Exercise details ::
Continue the article on low-frequency noise from wind turbines and its health effects, starting after its last sentence.

Extracted text ::
========================================================================
Modern wind turbines could cause the same health impacts for nearby residents as an older prototype rejected by the industry because of proven concerns, says the author of a 1987 study that established the link.
Neil Kelley, who presented the findings of a comprehensive study prepared for the US Department of Energy to the renewable energy industry 25 years ago, said in-home testing of low-frequency noise from wind turbines was the only way to establish the truth.
The wind industry in Australia has rejected the findings of the 1987 NASA study because the type of wind turbine studied was no longer in use.
The study used laboratory simulations to prove a link between low-frequency noise from the older-model wind turbines and health impacts. It found the impact of low-frequency noise generated by wind turbines was often “confined to within surrounding homes” and that residents became more sensitive to the impact over time.
The National Health and Medical Research Council is conducting a review of its guidelines on whether wind turbines can cause health concerns.
Leading public health officials have said publicly that reports of ill health are the result of a “nocebo effect“, with symptoms caused by apprehension about possible dangers.
Mr Kelley, who served as the principal scientist (atmospheric physics) at the National Renewable Energy Laboratory’s National Wind Technology Center in the US from 1980 to 2011, said research had shown it was possible for modern wind turbines to create “community annoyance”.
“Many of the complaints I have heard described are very similar to those from residents who were exposed to the prototype wind turbine we studied.”
He said the original research was performed to understand the “totally unexpected community complaints from a 2MW downwind prototype wind turbine. “While follow-on turbine designs moved the rotors upwind of the tower, the US Department of Energy funded an extensive multi-year research effort in order to develop a full understanding of what created this situation.
========================================================================
Information given ::

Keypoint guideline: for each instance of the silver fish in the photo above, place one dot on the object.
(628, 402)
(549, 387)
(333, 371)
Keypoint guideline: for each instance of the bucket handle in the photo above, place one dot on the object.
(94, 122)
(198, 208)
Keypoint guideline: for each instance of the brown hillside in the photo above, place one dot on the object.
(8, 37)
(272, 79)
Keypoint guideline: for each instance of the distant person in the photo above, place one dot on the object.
========================================================================
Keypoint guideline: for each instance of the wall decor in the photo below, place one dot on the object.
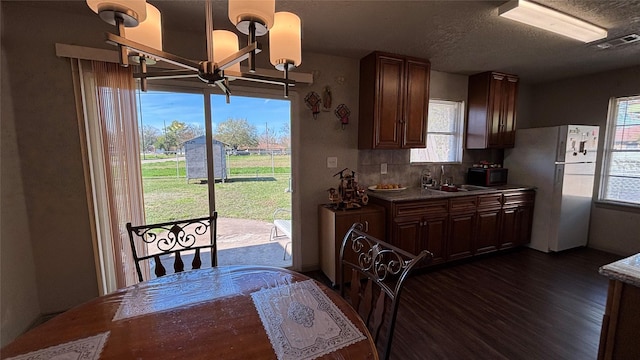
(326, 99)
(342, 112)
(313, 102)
========================================================================
Output ::
“Their goal was to make such knowledge available to the turbine engineers so they could minimise the possibility of future designs repeating the experience.
“We found the majority of the physics responsible for creating the annoyance associated with this downwind prototype are applicable to large upwind machines.”
Mr Kelley said the 1987 study revealed it was the low-frequency content of the turbine noise and its impact on the homes that was responsible for the annoyance of the residents involved. “It is similar to the noise and vibration that occurs when a heavy truck rumbles past a house with the windows closed,” he said.
“The house walls filter out much of the higher frequencies and leave only the low-frequency sounds and vibrations.”
In Australia, the wind industry has been reluctant to conduct in-house testing despite a Senate recommendation it be done.
Wind turbine manufacturer Vestas has argued in a submission to the NSW government that low-frequency noise from wind turbines not be measured.
Mr Kelley said if low-frequency noise from turbines did not influence annoyance within homes, “then why should (the industry) be concerned?”